THE INPUT:
****************************************

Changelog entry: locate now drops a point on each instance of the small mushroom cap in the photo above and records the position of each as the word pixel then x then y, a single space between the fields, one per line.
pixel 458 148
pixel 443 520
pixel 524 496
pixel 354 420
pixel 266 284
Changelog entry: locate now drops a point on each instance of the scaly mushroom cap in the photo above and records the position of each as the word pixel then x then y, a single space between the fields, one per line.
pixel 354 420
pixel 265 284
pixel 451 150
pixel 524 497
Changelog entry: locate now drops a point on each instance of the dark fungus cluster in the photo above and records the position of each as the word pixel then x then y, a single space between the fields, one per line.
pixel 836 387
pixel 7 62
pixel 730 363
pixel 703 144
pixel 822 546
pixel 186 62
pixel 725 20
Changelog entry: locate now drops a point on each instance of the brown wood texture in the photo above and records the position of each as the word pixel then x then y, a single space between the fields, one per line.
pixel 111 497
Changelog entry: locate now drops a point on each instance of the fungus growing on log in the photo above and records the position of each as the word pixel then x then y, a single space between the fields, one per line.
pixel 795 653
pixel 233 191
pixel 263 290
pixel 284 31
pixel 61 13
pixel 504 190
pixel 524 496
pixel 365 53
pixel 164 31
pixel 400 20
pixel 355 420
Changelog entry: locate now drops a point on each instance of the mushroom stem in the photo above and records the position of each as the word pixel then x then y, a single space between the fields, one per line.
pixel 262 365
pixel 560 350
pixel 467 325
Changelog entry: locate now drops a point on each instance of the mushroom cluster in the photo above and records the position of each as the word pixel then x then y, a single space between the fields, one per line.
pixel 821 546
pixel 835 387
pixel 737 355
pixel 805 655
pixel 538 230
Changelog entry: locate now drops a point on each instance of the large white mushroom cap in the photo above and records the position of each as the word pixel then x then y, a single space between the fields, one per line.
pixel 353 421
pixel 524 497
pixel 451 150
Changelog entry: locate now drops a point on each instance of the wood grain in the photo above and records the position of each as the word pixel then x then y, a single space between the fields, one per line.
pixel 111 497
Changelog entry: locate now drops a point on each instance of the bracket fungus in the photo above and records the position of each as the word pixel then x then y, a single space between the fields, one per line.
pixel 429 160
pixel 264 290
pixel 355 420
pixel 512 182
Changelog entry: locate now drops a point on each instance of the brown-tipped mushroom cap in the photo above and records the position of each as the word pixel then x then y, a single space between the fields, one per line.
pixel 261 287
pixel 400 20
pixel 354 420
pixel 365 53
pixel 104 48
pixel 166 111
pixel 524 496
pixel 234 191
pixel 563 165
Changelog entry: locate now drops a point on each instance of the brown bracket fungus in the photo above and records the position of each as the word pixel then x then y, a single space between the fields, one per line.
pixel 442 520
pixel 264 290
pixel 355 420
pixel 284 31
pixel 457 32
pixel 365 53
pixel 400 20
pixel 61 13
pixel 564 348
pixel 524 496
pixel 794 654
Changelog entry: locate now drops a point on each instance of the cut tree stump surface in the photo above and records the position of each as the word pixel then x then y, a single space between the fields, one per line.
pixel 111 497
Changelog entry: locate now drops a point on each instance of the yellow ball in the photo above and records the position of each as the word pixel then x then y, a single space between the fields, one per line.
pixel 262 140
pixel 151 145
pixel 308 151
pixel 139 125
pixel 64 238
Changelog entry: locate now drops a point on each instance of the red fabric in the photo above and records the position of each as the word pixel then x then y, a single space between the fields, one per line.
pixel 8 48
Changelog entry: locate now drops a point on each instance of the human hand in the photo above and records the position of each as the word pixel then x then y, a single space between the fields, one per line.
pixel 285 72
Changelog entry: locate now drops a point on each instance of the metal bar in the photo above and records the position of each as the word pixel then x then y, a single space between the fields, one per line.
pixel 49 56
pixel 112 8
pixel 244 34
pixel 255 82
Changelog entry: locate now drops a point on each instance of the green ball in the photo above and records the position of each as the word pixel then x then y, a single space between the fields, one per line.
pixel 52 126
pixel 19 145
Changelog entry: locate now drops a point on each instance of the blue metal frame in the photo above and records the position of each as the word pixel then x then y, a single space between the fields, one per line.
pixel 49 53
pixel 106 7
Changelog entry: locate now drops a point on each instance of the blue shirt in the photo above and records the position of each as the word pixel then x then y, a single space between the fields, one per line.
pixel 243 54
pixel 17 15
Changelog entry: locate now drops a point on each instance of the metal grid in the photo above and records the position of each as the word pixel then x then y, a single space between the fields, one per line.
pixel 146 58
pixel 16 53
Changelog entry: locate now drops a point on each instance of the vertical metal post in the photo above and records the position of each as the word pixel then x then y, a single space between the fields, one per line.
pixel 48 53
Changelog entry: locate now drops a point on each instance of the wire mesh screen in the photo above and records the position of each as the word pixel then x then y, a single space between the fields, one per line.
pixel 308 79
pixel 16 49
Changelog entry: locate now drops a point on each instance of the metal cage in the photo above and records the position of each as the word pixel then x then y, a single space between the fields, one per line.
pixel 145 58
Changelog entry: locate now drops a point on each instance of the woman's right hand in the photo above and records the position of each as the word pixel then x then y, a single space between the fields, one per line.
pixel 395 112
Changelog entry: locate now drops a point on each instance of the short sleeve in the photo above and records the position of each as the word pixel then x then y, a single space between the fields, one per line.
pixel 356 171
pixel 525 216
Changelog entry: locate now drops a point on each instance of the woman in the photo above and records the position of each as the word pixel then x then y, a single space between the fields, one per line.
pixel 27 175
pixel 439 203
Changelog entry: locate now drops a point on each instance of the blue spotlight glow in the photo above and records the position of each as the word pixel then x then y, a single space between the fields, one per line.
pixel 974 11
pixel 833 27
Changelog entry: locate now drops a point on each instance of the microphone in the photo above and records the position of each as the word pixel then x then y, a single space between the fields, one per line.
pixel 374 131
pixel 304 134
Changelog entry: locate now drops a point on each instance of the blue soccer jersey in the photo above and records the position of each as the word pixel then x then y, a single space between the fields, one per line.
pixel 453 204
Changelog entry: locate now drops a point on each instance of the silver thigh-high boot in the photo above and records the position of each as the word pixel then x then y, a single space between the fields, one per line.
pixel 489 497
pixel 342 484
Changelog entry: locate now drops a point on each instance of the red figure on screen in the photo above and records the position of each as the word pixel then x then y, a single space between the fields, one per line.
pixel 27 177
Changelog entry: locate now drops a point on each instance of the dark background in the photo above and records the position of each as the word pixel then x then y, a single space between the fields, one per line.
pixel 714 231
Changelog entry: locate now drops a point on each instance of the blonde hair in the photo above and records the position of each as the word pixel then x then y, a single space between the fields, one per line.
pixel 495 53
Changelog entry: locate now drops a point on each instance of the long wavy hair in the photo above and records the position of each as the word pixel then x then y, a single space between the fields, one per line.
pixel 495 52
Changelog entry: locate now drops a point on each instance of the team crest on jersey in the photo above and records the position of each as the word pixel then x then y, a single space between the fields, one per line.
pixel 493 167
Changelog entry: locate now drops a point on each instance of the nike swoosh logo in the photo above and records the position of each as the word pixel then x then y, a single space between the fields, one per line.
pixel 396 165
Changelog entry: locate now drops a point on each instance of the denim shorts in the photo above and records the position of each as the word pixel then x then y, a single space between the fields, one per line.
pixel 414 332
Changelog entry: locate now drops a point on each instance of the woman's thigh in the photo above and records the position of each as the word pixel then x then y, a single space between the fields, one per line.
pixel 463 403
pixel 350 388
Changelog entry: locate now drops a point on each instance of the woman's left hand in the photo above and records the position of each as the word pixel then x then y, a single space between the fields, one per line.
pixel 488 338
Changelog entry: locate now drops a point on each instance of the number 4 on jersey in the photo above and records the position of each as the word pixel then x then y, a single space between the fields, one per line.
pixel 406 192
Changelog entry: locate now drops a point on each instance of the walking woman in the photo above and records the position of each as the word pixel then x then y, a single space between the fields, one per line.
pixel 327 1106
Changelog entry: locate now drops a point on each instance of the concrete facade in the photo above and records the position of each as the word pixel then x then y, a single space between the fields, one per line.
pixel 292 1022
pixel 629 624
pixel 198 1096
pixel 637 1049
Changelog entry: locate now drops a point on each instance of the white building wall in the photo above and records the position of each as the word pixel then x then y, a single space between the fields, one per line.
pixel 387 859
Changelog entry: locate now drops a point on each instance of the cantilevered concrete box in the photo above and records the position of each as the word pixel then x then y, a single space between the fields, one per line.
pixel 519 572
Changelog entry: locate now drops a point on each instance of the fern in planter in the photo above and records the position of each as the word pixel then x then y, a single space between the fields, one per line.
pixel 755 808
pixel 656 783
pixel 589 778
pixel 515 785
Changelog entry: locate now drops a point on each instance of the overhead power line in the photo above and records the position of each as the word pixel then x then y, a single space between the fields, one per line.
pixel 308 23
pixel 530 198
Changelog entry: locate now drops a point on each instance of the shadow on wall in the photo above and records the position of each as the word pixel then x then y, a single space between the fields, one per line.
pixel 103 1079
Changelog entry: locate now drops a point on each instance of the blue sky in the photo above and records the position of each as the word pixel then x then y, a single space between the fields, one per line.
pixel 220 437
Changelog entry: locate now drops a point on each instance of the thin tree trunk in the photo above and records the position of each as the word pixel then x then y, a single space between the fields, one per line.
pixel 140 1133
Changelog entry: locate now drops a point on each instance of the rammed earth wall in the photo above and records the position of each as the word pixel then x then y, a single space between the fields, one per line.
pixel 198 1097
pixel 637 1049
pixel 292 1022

****************************************

EXERCISE BRIEF: Swap "swoosh" for "checkmark" in the rows running from the line with "of the team" up to and including the line with "pixel 396 165". Return only those lines, with everything else unchanged.

REPLY:
Changelog entry: locate now drops a point on each instance of the team crest on jersey in the photo above and records the position of each as the word pixel then x then y, a single space between the fields, one per line.
pixel 493 167
Changelog entry: locate now drops a point on each instance of the nike checkmark logo in the photo above and records the position of each as the word pixel then x then y, a single space between the fields, one per line.
pixel 396 165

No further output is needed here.